Stored data entries:
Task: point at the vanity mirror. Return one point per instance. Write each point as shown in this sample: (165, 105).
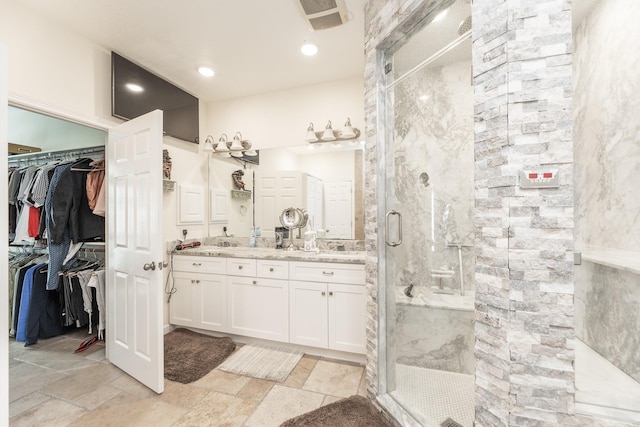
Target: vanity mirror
(326, 181)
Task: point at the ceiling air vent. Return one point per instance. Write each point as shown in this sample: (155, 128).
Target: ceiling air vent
(323, 14)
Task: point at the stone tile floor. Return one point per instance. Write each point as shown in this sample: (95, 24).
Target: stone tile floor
(50, 385)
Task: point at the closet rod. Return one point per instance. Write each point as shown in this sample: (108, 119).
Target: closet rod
(53, 155)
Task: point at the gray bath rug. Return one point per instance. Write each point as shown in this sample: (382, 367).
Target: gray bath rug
(189, 356)
(258, 361)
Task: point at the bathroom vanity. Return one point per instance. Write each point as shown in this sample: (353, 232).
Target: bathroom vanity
(306, 299)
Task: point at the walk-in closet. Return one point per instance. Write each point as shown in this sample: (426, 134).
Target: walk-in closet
(56, 226)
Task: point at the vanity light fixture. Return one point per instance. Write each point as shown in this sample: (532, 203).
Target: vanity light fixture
(237, 147)
(328, 135)
(331, 135)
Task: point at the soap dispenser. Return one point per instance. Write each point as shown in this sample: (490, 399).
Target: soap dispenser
(310, 241)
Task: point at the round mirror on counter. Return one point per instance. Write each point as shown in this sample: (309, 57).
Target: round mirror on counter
(293, 218)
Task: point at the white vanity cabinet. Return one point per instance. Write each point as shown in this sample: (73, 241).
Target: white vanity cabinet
(258, 299)
(200, 298)
(315, 304)
(327, 304)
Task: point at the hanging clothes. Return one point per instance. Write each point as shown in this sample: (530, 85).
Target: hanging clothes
(58, 235)
(97, 281)
(95, 179)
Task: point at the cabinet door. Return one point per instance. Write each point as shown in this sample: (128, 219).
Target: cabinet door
(182, 311)
(212, 301)
(258, 308)
(308, 314)
(347, 318)
(200, 301)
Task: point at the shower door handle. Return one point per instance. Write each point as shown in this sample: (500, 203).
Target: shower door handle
(399, 228)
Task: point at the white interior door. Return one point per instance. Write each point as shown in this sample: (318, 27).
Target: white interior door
(339, 209)
(4, 292)
(134, 247)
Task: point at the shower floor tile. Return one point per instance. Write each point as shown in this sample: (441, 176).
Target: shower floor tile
(433, 396)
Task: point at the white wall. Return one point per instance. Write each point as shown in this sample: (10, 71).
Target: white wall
(280, 119)
(53, 65)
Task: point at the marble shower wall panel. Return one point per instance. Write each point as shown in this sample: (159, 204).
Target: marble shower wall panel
(607, 127)
(435, 338)
(433, 134)
(607, 309)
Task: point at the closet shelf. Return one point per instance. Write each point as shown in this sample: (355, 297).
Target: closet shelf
(614, 258)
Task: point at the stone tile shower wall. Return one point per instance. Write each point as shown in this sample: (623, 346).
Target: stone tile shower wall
(524, 238)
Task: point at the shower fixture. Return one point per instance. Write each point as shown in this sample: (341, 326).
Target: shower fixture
(464, 26)
(407, 290)
(424, 179)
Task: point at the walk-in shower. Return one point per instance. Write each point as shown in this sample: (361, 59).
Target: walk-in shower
(428, 273)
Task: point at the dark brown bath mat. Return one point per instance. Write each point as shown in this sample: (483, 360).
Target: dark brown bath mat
(354, 411)
(189, 356)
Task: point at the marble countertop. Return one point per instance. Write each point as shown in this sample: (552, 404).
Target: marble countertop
(347, 257)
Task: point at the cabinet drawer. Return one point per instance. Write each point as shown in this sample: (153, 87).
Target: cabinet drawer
(197, 264)
(241, 267)
(327, 272)
(272, 269)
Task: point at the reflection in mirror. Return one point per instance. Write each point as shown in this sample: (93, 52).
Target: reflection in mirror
(29, 131)
(327, 182)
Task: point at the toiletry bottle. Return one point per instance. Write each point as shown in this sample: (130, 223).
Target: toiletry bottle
(252, 237)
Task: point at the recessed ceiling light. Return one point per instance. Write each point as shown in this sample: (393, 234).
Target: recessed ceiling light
(134, 87)
(440, 15)
(206, 71)
(309, 49)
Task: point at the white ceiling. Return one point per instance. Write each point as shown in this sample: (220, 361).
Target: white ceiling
(253, 45)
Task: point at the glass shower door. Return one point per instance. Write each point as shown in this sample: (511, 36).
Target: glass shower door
(429, 202)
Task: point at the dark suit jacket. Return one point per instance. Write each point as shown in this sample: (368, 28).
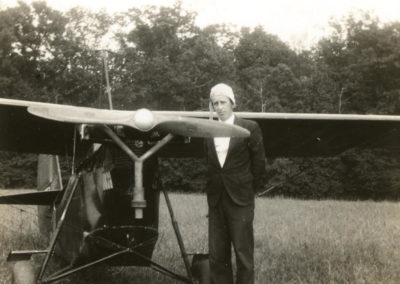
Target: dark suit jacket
(242, 173)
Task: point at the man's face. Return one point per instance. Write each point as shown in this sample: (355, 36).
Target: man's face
(222, 106)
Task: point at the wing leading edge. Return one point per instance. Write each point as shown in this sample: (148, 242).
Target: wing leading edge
(285, 135)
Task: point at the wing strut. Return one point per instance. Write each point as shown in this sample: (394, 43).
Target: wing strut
(138, 202)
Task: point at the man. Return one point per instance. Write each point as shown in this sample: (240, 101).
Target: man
(235, 171)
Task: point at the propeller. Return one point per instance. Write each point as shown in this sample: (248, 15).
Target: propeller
(142, 119)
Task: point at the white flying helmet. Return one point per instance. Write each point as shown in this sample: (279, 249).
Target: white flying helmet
(222, 90)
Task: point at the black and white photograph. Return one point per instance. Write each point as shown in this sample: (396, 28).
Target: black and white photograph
(199, 142)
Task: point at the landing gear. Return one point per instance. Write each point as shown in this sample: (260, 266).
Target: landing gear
(23, 272)
(201, 268)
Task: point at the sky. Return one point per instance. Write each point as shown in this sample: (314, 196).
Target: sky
(299, 23)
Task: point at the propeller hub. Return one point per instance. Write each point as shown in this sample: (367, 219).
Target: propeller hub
(144, 119)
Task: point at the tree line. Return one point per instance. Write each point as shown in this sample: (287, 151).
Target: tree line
(157, 57)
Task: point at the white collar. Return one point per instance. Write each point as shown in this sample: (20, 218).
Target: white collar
(230, 120)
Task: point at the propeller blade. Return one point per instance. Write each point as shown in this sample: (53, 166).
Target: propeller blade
(196, 127)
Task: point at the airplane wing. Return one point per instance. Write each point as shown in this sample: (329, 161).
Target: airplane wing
(308, 135)
(40, 128)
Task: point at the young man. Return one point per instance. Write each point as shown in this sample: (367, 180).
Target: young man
(235, 171)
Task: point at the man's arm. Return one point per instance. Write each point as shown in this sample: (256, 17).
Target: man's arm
(257, 156)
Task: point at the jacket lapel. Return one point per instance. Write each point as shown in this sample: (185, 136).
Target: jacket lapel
(213, 151)
(232, 142)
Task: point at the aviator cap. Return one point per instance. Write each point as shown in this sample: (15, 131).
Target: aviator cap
(222, 90)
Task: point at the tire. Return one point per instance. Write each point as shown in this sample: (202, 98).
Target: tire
(23, 273)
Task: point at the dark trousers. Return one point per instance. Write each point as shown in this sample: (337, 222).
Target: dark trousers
(231, 224)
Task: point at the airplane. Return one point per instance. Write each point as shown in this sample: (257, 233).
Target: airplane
(109, 210)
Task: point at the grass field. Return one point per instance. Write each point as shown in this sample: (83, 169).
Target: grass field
(295, 241)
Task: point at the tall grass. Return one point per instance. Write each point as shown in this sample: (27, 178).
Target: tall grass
(295, 241)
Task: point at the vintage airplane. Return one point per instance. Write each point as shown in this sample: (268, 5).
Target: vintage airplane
(108, 211)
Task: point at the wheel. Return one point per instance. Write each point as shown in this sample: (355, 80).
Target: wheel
(23, 273)
(201, 268)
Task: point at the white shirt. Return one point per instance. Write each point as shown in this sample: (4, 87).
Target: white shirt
(222, 143)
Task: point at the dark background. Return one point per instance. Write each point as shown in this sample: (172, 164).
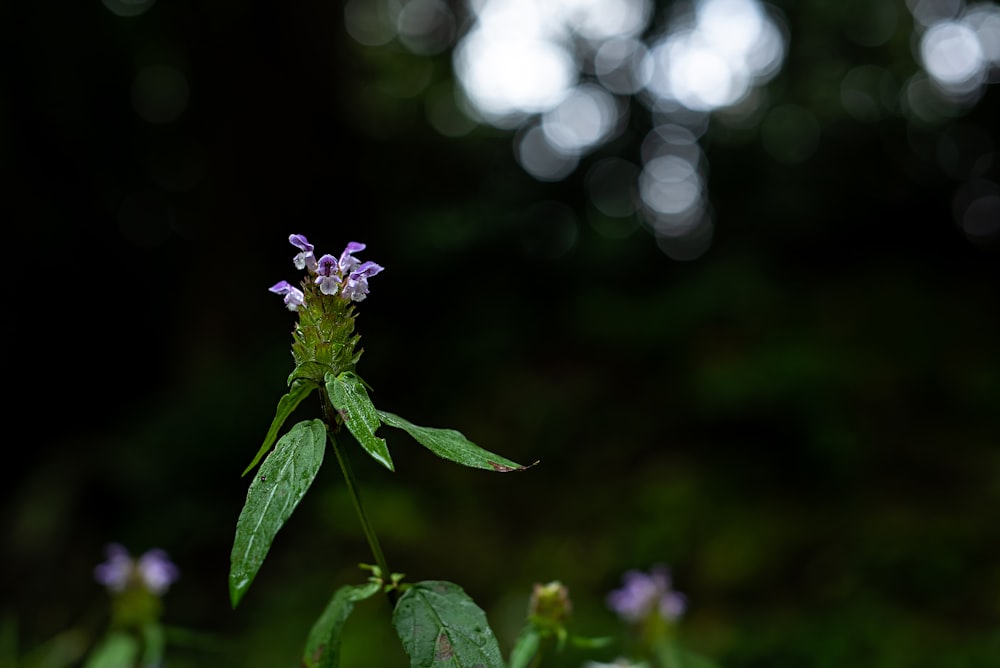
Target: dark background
(801, 422)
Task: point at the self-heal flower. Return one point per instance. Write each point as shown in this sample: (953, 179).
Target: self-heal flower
(294, 298)
(327, 275)
(153, 571)
(646, 594)
(305, 259)
(356, 288)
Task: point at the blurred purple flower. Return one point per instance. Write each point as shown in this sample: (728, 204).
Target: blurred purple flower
(643, 594)
(305, 259)
(116, 571)
(157, 571)
(153, 570)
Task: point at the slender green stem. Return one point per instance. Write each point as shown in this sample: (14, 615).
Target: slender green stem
(366, 526)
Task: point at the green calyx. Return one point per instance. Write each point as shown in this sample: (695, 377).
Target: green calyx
(324, 340)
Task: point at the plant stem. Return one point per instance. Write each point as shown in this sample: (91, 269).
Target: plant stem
(366, 526)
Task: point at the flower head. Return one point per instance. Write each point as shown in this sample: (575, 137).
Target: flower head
(327, 276)
(152, 571)
(356, 288)
(344, 275)
(550, 602)
(294, 298)
(645, 594)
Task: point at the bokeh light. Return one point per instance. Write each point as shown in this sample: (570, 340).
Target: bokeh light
(958, 47)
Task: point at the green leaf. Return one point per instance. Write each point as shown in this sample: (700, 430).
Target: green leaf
(349, 396)
(282, 481)
(300, 389)
(527, 646)
(323, 645)
(116, 650)
(451, 444)
(440, 625)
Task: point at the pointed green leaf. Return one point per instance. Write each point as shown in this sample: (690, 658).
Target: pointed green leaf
(451, 444)
(323, 645)
(349, 396)
(300, 389)
(282, 481)
(439, 625)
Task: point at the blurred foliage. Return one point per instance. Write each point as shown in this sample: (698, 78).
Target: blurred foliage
(801, 422)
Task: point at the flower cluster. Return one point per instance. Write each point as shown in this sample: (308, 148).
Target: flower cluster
(153, 570)
(646, 594)
(346, 275)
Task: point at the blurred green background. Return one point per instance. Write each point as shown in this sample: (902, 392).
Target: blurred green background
(791, 401)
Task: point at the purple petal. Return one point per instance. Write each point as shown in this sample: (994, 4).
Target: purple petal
(300, 242)
(157, 571)
(326, 266)
(366, 270)
(116, 571)
(328, 285)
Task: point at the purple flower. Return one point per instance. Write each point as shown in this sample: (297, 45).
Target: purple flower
(294, 298)
(153, 570)
(327, 276)
(157, 571)
(305, 259)
(345, 275)
(117, 570)
(356, 288)
(645, 594)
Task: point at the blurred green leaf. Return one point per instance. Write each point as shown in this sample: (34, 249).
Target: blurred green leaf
(116, 650)
(154, 645)
(323, 645)
(284, 478)
(452, 445)
(440, 625)
(348, 394)
(300, 389)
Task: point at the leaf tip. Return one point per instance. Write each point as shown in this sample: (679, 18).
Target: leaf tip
(504, 468)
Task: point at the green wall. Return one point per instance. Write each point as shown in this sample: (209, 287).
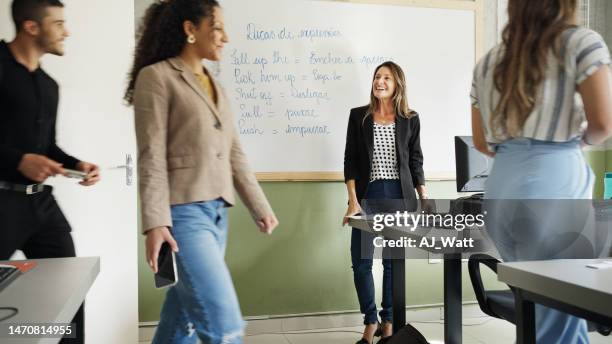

## What the task requires
Beginning with the line that contains "Target: purple petal", print exactly every line through the end of the records, both included. Omit the pictures.

## Solution to this task
Target: purple petal
(300, 242)
(157, 571)
(326, 266)
(366, 270)
(116, 571)
(328, 285)
Task: point at the purple flower. Return one point per instance. Write each point as shown in this sample: (297, 45).
Target: purple flower
(294, 298)
(153, 570)
(327, 276)
(157, 571)
(305, 259)
(345, 275)
(117, 570)
(356, 288)
(645, 594)
Task: point at the blurred green leaf. Return one point per instance. Write each point as shown in this sample: (34, 249).
Target: blurred green leaf
(116, 650)
(154, 645)
(323, 645)
(284, 478)
(452, 445)
(440, 625)
(348, 394)
(300, 389)
Task: point at the leaf tip. Return one point per instance. Write each point as shown in this sample: (679, 18).
Target: leaf tip
(504, 468)
Task: point at the green wall. Return one point per instance. Write each point as shown in this sample: (209, 287).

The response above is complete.